[start Data supplied]
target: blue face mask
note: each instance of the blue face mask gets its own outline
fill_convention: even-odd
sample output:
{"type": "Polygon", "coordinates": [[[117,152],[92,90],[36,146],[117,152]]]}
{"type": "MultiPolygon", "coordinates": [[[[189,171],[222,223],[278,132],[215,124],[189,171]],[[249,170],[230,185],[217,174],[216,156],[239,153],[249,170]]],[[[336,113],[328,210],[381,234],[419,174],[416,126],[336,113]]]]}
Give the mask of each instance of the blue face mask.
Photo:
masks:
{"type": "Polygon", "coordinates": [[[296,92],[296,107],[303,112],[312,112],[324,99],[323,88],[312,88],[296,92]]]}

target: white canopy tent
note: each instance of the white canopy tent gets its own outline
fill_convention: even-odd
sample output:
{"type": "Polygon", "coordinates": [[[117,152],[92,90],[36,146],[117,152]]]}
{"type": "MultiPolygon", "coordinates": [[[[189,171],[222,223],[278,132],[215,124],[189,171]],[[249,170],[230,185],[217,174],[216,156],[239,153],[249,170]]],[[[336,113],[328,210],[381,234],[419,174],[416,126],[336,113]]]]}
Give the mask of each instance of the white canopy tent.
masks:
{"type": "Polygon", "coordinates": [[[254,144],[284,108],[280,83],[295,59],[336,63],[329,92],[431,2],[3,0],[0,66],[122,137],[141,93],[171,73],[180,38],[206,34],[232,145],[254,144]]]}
[end Data supplied]
#### Problem to work on
Rewrite every line of the records above as a numbered list, leaving out the blank lines.

#### Task result
1. target: blue face mask
2. note: each instance of the blue face mask gets its own outline
3. fill_convention: even-odd
4. sample output:
5. {"type": "Polygon", "coordinates": [[[117,152],[92,90],[36,146],[117,152]]]}
6. {"type": "MultiPolygon", "coordinates": [[[[189,171],[222,223],[278,132],[215,124],[189,171]],[[249,170],[230,185],[217,174],[216,156],[239,153],[249,170]]],[[[336,113],[328,210],[381,234],[419,174],[416,126],[336,113]]]]}
7. Give the mask of each instance of the blue face mask.
8. Photo:
9. masks:
10. {"type": "Polygon", "coordinates": [[[296,92],[296,107],[303,112],[312,112],[324,99],[323,88],[312,88],[296,92]]]}
11. target: white canopy tent
12. note: each instance of the white canopy tent gets its own outline
13. fill_convention: even-odd
14. sample output:
15. {"type": "Polygon", "coordinates": [[[117,152],[92,90],[36,146],[117,152]]]}
16. {"type": "MultiPolygon", "coordinates": [[[[189,171],[222,223],[278,132],[215,124],[189,171]],[[249,170],[230,185],[217,174],[216,156],[239,153],[249,170]]],[[[336,113],[328,210],[381,234],[419,174],[416,126],[336,113]]]]}
17. Give the mask of each instance of the white canopy tent.
18. masks:
19. {"type": "Polygon", "coordinates": [[[254,144],[284,108],[280,83],[295,59],[336,63],[329,92],[431,2],[3,0],[0,66],[122,137],[141,93],[171,73],[180,38],[206,34],[232,145],[254,144]]]}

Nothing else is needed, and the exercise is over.